» **TRY IT**: The response has to be every entry, printed word for word.

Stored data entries
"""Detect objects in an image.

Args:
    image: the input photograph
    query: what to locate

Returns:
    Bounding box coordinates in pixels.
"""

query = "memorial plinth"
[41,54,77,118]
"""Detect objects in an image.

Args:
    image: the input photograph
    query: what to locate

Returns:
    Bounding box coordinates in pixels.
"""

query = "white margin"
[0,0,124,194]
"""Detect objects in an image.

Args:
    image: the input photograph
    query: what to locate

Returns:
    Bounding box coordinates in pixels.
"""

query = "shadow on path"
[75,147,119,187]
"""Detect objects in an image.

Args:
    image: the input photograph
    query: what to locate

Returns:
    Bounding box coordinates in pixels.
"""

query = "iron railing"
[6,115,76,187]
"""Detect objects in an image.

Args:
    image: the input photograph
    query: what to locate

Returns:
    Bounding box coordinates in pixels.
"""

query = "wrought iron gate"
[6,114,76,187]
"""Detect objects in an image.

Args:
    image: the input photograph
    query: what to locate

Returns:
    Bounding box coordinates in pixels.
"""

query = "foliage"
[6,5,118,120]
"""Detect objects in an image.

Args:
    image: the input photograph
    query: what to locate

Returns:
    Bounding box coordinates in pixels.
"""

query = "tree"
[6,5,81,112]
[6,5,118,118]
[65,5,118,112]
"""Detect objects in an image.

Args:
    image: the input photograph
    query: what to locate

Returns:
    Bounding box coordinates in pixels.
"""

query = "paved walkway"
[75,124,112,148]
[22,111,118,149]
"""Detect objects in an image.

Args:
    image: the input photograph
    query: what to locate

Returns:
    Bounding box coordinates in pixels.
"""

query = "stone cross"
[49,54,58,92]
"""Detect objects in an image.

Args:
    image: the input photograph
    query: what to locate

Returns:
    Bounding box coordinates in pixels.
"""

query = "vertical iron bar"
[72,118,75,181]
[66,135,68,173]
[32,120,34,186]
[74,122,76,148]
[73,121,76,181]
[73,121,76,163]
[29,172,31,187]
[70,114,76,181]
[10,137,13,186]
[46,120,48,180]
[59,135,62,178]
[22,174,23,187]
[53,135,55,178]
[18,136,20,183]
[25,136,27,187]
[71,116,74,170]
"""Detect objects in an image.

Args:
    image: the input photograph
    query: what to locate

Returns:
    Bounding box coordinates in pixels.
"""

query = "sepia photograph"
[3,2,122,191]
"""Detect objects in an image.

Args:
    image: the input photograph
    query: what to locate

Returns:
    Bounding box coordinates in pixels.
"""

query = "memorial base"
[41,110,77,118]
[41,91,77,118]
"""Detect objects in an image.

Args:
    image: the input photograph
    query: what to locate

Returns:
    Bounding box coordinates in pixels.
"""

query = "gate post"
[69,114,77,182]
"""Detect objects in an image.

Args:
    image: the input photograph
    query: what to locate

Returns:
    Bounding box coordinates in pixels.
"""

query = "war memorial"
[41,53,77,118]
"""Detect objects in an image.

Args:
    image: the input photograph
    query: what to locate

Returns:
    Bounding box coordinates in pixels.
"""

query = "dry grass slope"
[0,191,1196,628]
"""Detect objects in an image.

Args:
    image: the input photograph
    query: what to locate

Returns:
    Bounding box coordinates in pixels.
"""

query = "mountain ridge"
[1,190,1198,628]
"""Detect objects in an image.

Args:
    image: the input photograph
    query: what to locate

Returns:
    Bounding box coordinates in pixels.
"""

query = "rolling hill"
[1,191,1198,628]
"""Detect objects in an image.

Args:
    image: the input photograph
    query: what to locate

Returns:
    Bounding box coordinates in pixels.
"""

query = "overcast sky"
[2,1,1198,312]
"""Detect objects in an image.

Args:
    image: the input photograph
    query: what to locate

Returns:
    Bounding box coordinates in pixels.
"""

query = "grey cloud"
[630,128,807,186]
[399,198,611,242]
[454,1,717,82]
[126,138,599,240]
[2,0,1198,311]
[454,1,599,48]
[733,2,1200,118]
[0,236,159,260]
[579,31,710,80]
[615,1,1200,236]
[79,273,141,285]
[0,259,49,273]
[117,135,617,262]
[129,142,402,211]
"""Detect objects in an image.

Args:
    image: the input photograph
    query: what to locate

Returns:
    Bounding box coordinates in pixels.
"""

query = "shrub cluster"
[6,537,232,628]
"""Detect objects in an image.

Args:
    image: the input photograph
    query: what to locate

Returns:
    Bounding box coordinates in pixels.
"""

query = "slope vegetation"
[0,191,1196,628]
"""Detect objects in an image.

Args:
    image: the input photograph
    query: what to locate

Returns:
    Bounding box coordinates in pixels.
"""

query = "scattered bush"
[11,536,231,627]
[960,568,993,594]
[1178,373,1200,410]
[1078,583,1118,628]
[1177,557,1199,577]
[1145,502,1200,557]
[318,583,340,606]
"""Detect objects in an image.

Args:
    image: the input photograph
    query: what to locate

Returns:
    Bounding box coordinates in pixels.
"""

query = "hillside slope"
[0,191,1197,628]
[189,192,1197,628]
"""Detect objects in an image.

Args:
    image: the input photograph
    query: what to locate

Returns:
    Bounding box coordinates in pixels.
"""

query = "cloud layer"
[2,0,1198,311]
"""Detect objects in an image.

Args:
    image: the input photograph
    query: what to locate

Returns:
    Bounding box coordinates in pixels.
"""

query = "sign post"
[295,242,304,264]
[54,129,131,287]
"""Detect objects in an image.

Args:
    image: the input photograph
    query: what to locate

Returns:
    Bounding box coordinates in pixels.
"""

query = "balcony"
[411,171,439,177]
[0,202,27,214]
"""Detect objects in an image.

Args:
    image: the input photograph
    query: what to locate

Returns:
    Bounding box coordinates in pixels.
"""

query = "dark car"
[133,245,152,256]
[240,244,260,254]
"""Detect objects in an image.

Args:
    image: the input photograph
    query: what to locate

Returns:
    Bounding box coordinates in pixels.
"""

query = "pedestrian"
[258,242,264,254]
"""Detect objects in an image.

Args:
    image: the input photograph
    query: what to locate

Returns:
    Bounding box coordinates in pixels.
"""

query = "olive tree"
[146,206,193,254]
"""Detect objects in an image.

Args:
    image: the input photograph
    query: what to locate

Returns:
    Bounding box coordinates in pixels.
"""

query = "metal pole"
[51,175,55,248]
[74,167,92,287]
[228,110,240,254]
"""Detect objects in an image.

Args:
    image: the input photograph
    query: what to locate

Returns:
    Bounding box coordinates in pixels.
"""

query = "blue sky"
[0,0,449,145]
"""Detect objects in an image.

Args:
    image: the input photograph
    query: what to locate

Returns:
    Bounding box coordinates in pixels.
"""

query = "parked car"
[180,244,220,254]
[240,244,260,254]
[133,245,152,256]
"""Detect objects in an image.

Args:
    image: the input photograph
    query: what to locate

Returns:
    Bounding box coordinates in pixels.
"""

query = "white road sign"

» **TASK RESPONSE**:
"""Detect objects in an image.

Args:
    image: the input photograph
    query: what to locate

Returns:
    Bounding box coordinates in pixels.
"""

query = "memorial plinth"
[41,54,77,118]
"""Detect objects in an image.

Args:
    image: the input photograph
    query: what to locate

Returns:
    Bounding box coordinates in pixels.
"""

query = "white margin"
[0,0,124,194]
"""Detect objects in an image.

Args:
    image: the input photograph
    query: what to locate

Returns:
    Bounding box coordinates in pixels.
"""

query = "shadow on path"
[75,147,119,187]
"""Detect objects in an image.

Args:
    image: the input photograph
    query: what to locate

Returns:
    Bounding box coordinates in pixels.
"""

query = "iron railing"
[6,115,76,187]
"""Detect objects in an image.

Args:
    image: the input photograph
    query: what to locate

Returns:
    Bounding box coordinates in pixels.
"""

query = "wrought iron gate"
[6,114,76,187]
"""Detect objects in an image.

Args:
    image: the input photograph
    query: what to locate

Returns:
    Bounding box coordinates in pixels.
"""

query = "foliage"
[6,5,118,120]
"""Detect objects in an image.

Args:
    image: the input photograph
    query: what to locate

Returns:
    Bounding box coordinates in pixels.
"""

query = "tree"
[6,5,81,112]
[6,5,118,118]
[65,5,118,112]
"""Detect objects in an image.

Args:
    image: the input photograph
    query: what to locate

Returns:
    Bounding box coordinates in pixels.
"""

query = "paved walkway"
[75,124,112,148]
[22,111,118,149]
"""Detect objects in an image.

Args:
    image: the input photograph
    query: what to locate

Returns:
    Bounding box coordinates in pixels.
"""

query = "stone cross"
[49,54,58,92]
"""Detect objects in an image.

Args:
    image: the input photograph
    query: what to locate

Returns:
    Bounding box coordinates in pixels.
"""

query = "vertical iron bar"
[72,118,75,181]
[66,135,68,173]
[32,120,34,186]
[74,122,76,148]
[73,121,76,181]
[73,121,76,163]
[29,172,31,187]
[70,114,76,181]
[10,137,13,186]
[46,120,48,180]
[59,135,62,178]
[22,174,23,187]
[53,135,55,178]
[18,136,20,183]
[25,136,27,187]
[71,116,74,170]
"""Detect objects in an image.

Args:
    image: the input photograph
    query: what to locate

Returns:
    Bounding box coordinates in pixels.
"""

query = "sepia photograph"
[3,2,122,191]
"""Detect objects in an image.

Args:
    image: the input photograph
    query: what to locate

Returns:
    Bounding box coordinates in pixels.
"""

query = "memorial base"
[41,110,77,118]
[41,91,77,118]
"""Detect objects in an image.

Args:
    image: the input photograph
    query: what to locate

Returns:
    Bounding box coordinates in pixels.
"""

query = "gate post"
[69,114,77,182]
"""Detect objects in an image.

Args:
    image: the input photograph
    query: what to locate

Returns:
    Bounding box coordinates in pixels.
"""

query = "war memorial"
[41,53,77,118]
"""Detect objects in an image.

Args:
    image: the input photograph
    query: what to locate

Returns:
    Bounding box coordinates in pixels.
"""

query = "dry grass slope"
[0,191,1196,628]
"""Detect objects in an image.

Args:
    image: the input photograph
    query: what to locate

Returns:
    Bounding box coordinates in pixels.
"""

query = "mountain ridge"
[1,190,1198,628]
"""Detect objects in an image.

Args:
    image: the input photograph
    query: what to locate

Returns:
    Bounding box coordinates in pixels.
"""

query = "rolling hill"
[1,191,1198,628]
"""Detect objects in an image.

Args:
    image: the input photograph
    query: what to locate

Returns:
    Bounding box coordinates in pixels.
"""

query = "overcast sky"
[2,1,1198,312]
"""Detect objects in an image.

Args:
    image: the input photograph
    query: what to locate

Returns:
    Bounding box coordinates in pixels.
"""

query = "grey cloud"
[630,128,807,186]
[399,198,611,242]
[454,1,717,82]
[126,138,599,240]
[2,0,1198,311]
[454,1,599,48]
[733,2,1200,118]
[0,236,159,260]
[579,31,710,80]
[615,1,1200,236]
[79,273,141,285]
[0,259,49,273]
[117,135,617,262]
[129,142,402,211]
"""Detect objects in an image.

Args:
    image: the input photograph
    query: what to locate

Returns:
    Bounding box coordinates in pixels.
"""

query = "shrub cluster"
[6,537,232,628]
"""Detect objects in an image.

Args:
    image: the input photograph
    query: what to locate

Returns:
    Bounding box coordinates in pixels.
"""

query = "slope vegetation"
[0,191,1196,628]
"""Detect objects in an image.

Args:
    image: the input photograph
    query: what to locate

Returns:
    Bounding box coordinates in pixels.
"""

query = "scattered bush"
[11,536,231,627]
[960,568,993,594]
[1178,373,1200,410]
[1078,583,1118,628]
[1177,557,1199,577]
[1145,502,1200,557]
[318,583,340,606]
"""Detect objects in an image.

Args:
    image: the input photograph
    query: what to locate

Returns:
    Bounding box coordinates in pixels.
"""

query = "hillside slope"
[0,191,1197,628]
[189,192,1197,628]
"""Detect objects in an image.

Args:
    image: the input photograph
    query: what to locate

Returns:
    Bounding box coordinates in pixels.
"""

query = "cloud layer"
[2,0,1198,311]
"""Detect objects in an image.

Args:
    image: the input photograph
    query: what to locate

Returns:
    Bounding box coordinates in pixels.
"""

query = "sign post"
[295,242,304,264]
[54,129,131,287]
"""Detect objects in an image.

Args:
    image: the input photograph
    query: what to locate

Returns:
    Bounding box coordinates in pixels.
"""

query = "balcony"
[411,171,439,177]
[0,202,27,214]
"""Detect objects in an image.

Args:
    image: the input photograph
    query: what to locate

Returns:
    Bounding box coordinates in pixels.
"""

query = "dark car"
[133,245,152,256]
[240,244,260,254]
"""Detect objects in an image.

Args:
    image: the input photograph
    query: what to locate

Returns:
    Bounding box coordinates in pixels.
"""

query = "pedestrian"
[258,242,264,254]
"""Detect objects in an image.

Args:
    image: the input photograph
    query: what to locate

Returns:
    Bounding box coordinates in pixels.
"""

query = "olive tree"
[146,206,193,254]
"""Detect objects in an image.

Args:
    image: the input photograph
    query: what to locate

Returns:
    Bounding box coordinates in pixels.
"""

query = "metal pole"
[51,175,55,248]
[74,167,92,287]
[228,110,240,254]
"""Detect objects in an image.

Args:
    image: the input photograph
    query: what to locate

Returns:
    Bounding box coordinates in pixels.
"""

query = "blue sky"
[0,0,449,145]
"""Detect objects in an image.

Args:
    image: the input photograph
    query: what to locate

Returns:
    Bounding box coordinates in pixels.
"""

query = "parked car"
[180,244,220,254]
[240,244,260,254]
[133,245,152,256]
"""Detect objects in an image.

Args:
    image: the input photograph
    query: what to locate

Returns:
    Bounding box coordinates in pixels.
"""

query = "white road sign"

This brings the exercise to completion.